- Task directions -
Retype the data below word for word, beginning with the line that contains "Detect white cabinet door in this photo." and running through the last line of the data.

- Dataset entries -
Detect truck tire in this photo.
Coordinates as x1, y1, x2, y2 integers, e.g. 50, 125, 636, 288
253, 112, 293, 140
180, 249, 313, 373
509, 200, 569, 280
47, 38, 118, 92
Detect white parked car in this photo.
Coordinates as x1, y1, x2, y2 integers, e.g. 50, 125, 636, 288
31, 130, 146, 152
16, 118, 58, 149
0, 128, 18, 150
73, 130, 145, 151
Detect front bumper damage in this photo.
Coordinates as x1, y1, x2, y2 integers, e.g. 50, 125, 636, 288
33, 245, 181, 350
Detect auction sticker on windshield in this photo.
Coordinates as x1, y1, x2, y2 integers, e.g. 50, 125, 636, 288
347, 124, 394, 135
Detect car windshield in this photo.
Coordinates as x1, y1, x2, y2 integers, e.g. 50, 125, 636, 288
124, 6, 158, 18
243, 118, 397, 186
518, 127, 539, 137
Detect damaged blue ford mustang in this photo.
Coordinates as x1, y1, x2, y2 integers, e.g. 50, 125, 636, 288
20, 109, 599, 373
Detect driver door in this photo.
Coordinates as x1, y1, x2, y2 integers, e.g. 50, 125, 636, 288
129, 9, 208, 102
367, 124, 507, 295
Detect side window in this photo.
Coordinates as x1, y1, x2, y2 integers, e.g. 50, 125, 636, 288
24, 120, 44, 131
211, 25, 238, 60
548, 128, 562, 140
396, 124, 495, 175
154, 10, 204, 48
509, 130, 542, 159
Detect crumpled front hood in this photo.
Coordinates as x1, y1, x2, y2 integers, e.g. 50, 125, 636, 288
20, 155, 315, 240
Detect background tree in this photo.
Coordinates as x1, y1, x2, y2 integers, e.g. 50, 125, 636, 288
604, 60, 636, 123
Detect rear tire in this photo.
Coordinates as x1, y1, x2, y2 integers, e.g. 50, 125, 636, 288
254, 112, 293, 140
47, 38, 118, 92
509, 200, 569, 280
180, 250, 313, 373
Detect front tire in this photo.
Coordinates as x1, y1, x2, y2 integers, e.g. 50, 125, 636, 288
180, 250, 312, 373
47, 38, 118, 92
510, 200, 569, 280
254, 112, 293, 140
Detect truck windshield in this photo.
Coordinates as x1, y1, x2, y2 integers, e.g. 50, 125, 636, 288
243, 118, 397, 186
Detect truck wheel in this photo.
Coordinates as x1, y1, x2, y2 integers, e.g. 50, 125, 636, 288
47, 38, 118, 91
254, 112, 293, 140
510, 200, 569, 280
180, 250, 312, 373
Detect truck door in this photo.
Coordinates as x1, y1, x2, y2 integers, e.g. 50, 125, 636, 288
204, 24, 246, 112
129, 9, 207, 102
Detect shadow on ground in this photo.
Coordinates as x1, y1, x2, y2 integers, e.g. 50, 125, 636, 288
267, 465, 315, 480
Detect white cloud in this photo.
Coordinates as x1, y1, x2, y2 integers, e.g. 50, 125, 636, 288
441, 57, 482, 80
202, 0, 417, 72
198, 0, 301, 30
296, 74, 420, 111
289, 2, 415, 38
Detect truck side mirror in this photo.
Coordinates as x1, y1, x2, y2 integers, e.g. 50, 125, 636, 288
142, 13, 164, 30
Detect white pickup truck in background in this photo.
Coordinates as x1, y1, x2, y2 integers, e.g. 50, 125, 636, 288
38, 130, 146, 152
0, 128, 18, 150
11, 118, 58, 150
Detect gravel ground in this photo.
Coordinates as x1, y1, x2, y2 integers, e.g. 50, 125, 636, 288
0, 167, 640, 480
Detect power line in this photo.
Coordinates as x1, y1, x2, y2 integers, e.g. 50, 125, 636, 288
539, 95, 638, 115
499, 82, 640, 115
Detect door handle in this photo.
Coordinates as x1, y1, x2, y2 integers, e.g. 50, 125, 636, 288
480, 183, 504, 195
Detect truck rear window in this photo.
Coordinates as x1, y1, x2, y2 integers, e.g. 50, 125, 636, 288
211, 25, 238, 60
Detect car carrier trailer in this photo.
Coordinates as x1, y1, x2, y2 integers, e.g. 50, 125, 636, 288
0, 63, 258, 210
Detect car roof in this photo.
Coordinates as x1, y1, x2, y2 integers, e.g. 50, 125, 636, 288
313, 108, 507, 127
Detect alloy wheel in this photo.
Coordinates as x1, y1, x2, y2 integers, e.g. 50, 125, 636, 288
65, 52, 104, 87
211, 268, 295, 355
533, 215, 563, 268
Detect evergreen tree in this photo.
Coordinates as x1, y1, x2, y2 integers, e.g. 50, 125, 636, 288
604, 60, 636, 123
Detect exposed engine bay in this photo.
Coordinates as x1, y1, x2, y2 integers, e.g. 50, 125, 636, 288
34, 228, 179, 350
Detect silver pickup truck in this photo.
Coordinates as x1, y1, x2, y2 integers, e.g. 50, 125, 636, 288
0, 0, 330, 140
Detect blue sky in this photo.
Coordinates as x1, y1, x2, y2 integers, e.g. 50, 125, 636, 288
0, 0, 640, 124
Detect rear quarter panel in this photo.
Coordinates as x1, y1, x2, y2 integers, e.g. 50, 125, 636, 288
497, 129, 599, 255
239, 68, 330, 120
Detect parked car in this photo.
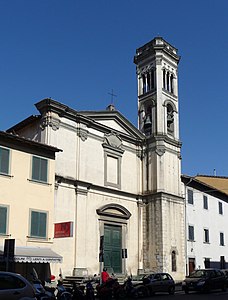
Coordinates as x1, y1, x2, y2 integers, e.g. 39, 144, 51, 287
143, 272, 175, 295
182, 269, 227, 294
0, 271, 36, 300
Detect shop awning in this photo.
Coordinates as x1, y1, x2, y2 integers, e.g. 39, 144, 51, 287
0, 247, 62, 263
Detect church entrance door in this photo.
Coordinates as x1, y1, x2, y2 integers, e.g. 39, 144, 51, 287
104, 224, 122, 274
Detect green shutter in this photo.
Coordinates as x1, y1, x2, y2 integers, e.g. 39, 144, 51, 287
32, 156, 48, 182
0, 207, 7, 234
40, 158, 47, 182
30, 211, 47, 238
30, 211, 39, 236
39, 213, 47, 238
0, 148, 9, 174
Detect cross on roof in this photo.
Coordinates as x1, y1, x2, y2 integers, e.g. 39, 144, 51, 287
108, 89, 117, 104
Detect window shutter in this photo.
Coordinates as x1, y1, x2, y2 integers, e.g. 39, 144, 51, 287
0, 148, 9, 174
0, 207, 7, 234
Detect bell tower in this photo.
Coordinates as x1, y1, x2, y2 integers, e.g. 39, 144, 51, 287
134, 37, 185, 279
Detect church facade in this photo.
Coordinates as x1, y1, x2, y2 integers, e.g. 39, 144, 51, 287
8, 37, 185, 280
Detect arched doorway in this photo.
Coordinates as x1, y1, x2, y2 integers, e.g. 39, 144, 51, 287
97, 203, 131, 274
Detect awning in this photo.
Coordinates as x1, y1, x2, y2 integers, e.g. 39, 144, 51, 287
0, 247, 62, 263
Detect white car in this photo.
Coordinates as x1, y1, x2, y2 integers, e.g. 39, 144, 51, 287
0, 271, 36, 300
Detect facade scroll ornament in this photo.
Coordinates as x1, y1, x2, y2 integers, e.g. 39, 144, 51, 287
104, 132, 122, 149
155, 146, 165, 156
77, 128, 88, 142
40, 116, 60, 131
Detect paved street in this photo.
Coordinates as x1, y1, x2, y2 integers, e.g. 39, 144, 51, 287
145, 290, 228, 300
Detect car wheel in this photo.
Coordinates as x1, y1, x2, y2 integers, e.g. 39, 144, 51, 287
118, 289, 127, 299
59, 292, 72, 300
137, 286, 149, 298
169, 286, 175, 295
184, 288, 189, 294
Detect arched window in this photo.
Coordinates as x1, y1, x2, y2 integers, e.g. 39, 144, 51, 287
142, 74, 146, 94
170, 74, 174, 94
166, 72, 169, 91
163, 69, 166, 89
167, 104, 174, 133
171, 250, 177, 272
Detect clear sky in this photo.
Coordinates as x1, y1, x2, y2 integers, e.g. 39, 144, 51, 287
0, 0, 228, 176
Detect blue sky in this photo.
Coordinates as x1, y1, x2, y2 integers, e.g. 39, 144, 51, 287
0, 0, 228, 176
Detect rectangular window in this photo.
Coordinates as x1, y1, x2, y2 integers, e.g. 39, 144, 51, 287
0, 147, 10, 174
203, 195, 208, 209
218, 202, 223, 215
0, 206, 8, 235
188, 189, 194, 204
220, 256, 226, 269
30, 211, 47, 238
203, 228, 209, 243
32, 156, 48, 182
220, 232, 224, 246
188, 225, 194, 241
204, 257, 211, 268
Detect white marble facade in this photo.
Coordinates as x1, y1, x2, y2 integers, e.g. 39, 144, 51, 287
9, 37, 185, 279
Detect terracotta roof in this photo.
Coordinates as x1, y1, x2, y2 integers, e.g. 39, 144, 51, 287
194, 175, 228, 195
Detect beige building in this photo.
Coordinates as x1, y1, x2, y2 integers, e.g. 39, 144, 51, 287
8, 37, 185, 279
0, 131, 62, 279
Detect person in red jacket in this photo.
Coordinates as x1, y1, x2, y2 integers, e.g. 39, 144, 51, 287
101, 268, 110, 283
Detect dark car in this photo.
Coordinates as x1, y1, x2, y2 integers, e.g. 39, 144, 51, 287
143, 273, 175, 295
0, 271, 36, 300
182, 269, 227, 294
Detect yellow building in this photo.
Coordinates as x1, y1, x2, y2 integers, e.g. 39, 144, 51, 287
0, 131, 62, 279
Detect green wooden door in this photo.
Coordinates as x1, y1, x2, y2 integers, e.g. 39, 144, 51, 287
104, 225, 122, 274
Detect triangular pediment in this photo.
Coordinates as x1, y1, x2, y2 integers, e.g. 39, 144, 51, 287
79, 111, 144, 139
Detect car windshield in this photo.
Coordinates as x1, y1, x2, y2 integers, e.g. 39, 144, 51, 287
189, 270, 208, 278
132, 274, 146, 281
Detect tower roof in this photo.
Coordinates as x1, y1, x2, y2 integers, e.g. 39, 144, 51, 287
134, 37, 180, 64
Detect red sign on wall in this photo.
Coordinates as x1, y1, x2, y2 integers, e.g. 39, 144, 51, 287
54, 222, 73, 238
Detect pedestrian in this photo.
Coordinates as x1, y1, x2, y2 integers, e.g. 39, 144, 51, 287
101, 268, 110, 283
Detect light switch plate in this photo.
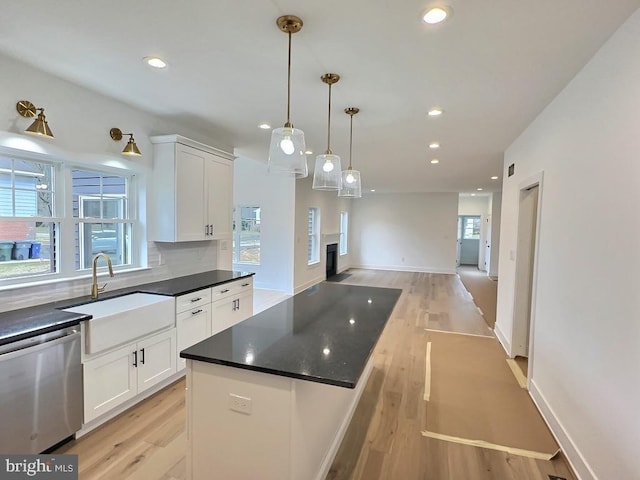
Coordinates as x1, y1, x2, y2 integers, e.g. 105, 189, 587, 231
229, 393, 253, 415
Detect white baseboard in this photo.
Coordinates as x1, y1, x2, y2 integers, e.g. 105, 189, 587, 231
529, 379, 598, 480
351, 265, 456, 275
75, 368, 187, 438
493, 323, 513, 358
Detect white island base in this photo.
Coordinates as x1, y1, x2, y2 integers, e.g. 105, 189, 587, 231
186, 355, 373, 480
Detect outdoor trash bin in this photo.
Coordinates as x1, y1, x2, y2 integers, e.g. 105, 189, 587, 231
0, 241, 14, 262
11, 242, 31, 260
29, 242, 42, 258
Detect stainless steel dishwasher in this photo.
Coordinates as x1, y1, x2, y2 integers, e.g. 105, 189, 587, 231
0, 325, 82, 454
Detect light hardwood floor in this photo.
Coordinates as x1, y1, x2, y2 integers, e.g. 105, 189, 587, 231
56, 270, 575, 480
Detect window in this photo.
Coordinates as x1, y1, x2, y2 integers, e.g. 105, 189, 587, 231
71, 170, 133, 270
340, 212, 349, 255
233, 207, 260, 265
0, 155, 60, 279
307, 208, 320, 265
0, 153, 137, 284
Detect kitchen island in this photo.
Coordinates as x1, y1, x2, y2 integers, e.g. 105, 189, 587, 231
180, 282, 401, 480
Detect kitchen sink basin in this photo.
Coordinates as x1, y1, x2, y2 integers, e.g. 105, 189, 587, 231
64, 293, 175, 355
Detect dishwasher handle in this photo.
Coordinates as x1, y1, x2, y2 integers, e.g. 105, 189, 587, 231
0, 325, 80, 362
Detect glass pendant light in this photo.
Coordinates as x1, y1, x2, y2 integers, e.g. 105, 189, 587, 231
312, 73, 342, 190
268, 15, 309, 178
338, 107, 362, 198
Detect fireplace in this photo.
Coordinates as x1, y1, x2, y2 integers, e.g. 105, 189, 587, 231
326, 243, 338, 278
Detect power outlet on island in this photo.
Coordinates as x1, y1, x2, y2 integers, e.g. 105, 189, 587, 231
229, 393, 252, 415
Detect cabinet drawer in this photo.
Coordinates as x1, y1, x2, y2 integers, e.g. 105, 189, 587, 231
176, 288, 211, 313
211, 277, 253, 302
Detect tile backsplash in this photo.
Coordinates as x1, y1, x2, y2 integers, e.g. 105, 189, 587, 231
0, 241, 218, 312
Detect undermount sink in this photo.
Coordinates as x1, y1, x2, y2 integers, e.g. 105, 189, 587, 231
64, 293, 175, 354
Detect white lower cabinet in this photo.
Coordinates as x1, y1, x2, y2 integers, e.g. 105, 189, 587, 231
176, 277, 253, 370
83, 328, 176, 423
176, 304, 211, 370
211, 292, 253, 335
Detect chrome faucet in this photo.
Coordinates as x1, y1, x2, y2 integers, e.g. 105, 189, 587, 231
91, 252, 113, 299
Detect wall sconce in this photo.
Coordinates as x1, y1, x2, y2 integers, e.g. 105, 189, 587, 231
109, 128, 142, 157
16, 100, 53, 138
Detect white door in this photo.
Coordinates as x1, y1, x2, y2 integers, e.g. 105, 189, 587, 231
137, 328, 176, 392
511, 185, 539, 357
83, 344, 137, 423
460, 215, 482, 267
176, 304, 211, 370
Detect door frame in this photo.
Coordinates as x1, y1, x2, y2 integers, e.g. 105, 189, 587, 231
511, 171, 544, 389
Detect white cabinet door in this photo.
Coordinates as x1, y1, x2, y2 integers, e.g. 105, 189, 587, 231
211, 298, 235, 335
137, 328, 176, 393
176, 304, 211, 370
205, 155, 233, 239
231, 292, 253, 326
83, 343, 137, 423
175, 144, 205, 242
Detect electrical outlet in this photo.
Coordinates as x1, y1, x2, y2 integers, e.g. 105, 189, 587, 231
229, 393, 252, 415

- Response below -
Detect white cabinet door in this photo.
Coordinates as x1, y1, x2, y2 integers, e.g. 105, 189, 587, 231
211, 298, 235, 335
137, 328, 176, 393
176, 304, 211, 370
205, 155, 233, 239
231, 292, 253, 326
83, 343, 137, 423
175, 144, 205, 242
Detect electrical outlet in this photo.
Coordinates as x1, y1, x2, y2 integers, e.g. 105, 189, 587, 231
229, 393, 252, 415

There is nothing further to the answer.